*** Dataset excerpts ***

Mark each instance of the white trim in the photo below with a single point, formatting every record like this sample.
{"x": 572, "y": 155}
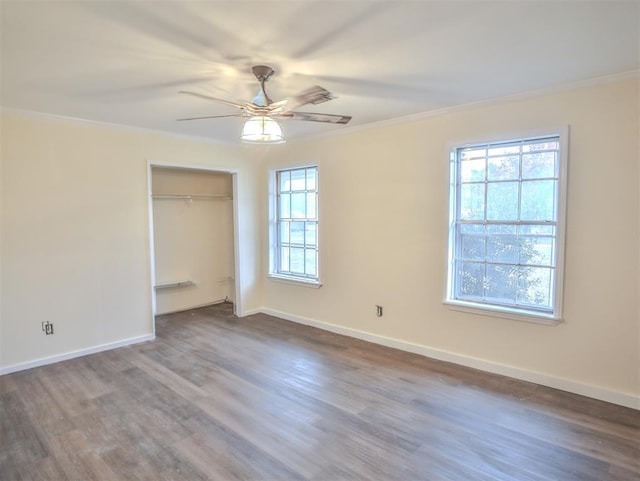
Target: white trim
{"x": 592, "y": 82}
{"x": 237, "y": 304}
{"x": 109, "y": 125}
{"x": 530, "y": 94}
{"x": 296, "y": 281}
{"x": 43, "y": 361}
{"x": 520, "y": 314}
{"x": 502, "y": 312}
{"x": 563, "y": 384}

***

## Task statement
Output the records above exactly as written, but leave out the pictures.

## Solution below
Mark each instance of the white trim in the photo below with a single point, formatting every record like this sample.
{"x": 572, "y": 155}
Target: white trim
{"x": 592, "y": 82}
{"x": 237, "y": 304}
{"x": 109, "y": 125}
{"x": 530, "y": 94}
{"x": 296, "y": 281}
{"x": 43, "y": 361}
{"x": 520, "y": 314}
{"x": 502, "y": 312}
{"x": 563, "y": 384}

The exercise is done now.